> **Qué se pide**:
Copia de nuevo todo lo que va desde la línea "Highlight dog." hasta el final de los datos. Cambia "dog" por "puppy" y deja lo demás igual.
======== Datos extraídos
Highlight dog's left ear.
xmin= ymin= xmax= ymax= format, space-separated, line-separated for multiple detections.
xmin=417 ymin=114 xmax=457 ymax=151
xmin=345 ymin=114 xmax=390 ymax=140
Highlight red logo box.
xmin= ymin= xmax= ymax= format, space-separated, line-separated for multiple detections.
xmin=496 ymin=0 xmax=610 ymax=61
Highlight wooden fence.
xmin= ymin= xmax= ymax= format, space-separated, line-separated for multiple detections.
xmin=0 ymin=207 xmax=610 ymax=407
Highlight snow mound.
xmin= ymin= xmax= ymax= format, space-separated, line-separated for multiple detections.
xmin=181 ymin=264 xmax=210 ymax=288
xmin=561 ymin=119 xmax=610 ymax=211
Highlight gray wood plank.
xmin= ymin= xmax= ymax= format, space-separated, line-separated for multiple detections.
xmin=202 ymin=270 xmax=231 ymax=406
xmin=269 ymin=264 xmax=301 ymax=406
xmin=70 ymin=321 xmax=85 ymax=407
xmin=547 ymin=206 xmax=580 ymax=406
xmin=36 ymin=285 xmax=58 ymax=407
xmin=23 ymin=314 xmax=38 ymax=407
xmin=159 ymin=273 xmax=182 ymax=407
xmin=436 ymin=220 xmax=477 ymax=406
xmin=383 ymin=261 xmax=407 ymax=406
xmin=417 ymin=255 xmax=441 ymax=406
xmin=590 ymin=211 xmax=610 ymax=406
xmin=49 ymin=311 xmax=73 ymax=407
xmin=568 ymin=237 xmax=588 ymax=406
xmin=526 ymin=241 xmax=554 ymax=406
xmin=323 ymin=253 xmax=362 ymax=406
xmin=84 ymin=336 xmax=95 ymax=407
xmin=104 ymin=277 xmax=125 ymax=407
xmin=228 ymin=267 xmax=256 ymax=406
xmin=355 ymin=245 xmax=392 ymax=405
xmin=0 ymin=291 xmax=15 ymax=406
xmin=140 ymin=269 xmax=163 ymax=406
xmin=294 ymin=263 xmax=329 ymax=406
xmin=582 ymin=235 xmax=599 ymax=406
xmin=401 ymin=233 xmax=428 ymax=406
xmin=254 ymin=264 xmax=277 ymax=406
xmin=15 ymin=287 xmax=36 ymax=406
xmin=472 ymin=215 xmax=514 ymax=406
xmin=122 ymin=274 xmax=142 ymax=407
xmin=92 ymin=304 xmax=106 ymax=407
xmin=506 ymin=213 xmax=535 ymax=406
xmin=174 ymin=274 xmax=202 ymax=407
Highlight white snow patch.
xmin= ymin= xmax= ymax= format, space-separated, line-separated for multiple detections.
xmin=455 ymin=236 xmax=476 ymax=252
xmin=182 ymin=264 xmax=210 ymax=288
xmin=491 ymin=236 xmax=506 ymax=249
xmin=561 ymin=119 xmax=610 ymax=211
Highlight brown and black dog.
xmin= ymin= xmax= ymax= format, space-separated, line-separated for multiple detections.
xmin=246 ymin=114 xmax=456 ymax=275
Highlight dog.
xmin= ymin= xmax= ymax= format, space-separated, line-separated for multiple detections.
================
> **Respuesta final**:
Highlight puppy.
xmin= ymin= xmax= ymax= format, space-separated, line-separated for multiple detections.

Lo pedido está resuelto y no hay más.